(Photo-based referring expression data)

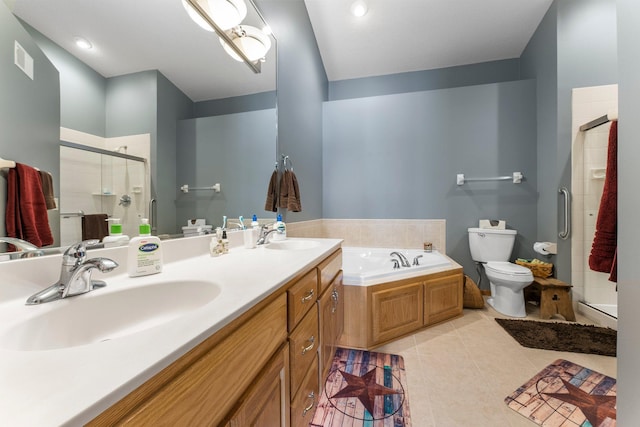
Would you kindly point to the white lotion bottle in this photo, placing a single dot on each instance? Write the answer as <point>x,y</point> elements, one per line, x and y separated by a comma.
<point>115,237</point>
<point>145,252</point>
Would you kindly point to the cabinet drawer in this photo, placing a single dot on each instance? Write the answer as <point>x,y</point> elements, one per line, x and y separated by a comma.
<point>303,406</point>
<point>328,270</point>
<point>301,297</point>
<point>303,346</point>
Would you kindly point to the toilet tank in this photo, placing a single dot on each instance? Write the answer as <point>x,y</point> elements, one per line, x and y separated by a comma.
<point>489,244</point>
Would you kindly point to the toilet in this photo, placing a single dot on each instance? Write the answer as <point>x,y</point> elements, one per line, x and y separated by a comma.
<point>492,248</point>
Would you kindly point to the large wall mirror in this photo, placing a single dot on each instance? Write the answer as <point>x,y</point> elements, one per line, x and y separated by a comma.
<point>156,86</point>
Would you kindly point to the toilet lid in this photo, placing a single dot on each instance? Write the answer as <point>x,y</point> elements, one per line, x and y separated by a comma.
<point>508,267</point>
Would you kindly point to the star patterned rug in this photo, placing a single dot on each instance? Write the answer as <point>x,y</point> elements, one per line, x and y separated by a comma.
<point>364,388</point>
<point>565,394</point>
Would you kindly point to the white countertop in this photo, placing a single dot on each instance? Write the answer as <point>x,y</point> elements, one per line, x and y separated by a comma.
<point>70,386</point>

-- PROBLEM --
Write out, word for word, the line containing "Would you kindly point to the cabinet" and all the lines after it in the entries above, and nothing more.

-- TASK SOLUTION --
Would you kindly point to the cabinet drawer in this photo, placing a single dot on each instance? Write the answer as <point>x,y</point> elements, one per line, x and y separated by a comma.
<point>303,406</point>
<point>328,270</point>
<point>301,297</point>
<point>303,346</point>
Would you kindly point to the toilet tank in this photo, placing a single dot on each instance? Write the answer as <point>x,y</point> elements, one per line, x and y separated by a comma.
<point>489,244</point>
Would you kindly point to the toilet in this photo, placing a single dot on each instance? Write the answer as <point>x,y</point> elements, one per line, x and y separated by a comma.
<point>492,248</point>
Would you kindly point to the large wall mirror in this photo, placing a single dot on each instance? Write the answer as <point>x,y</point> elements, one per line, x and y separated by a comma.
<point>156,86</point>
Would you kindly point to the toilet lid in this photo, placing a single dot on each instance? Write the answer as <point>x,y</point> elements, one per line, x and y separated by a comma.
<point>508,267</point>
Would you kindly point to the star patterned rug in this photo, placing a single dot on each instance? Write the answer as <point>x,y</point> elements, one per line, x and y separated by a comma.
<point>364,388</point>
<point>565,394</point>
Would you kindly point to the white countertop in this photo, placing a single dot on each instance? Write the answer as <point>x,y</point> elements, one per line, x and y separated by a comma.
<point>70,386</point>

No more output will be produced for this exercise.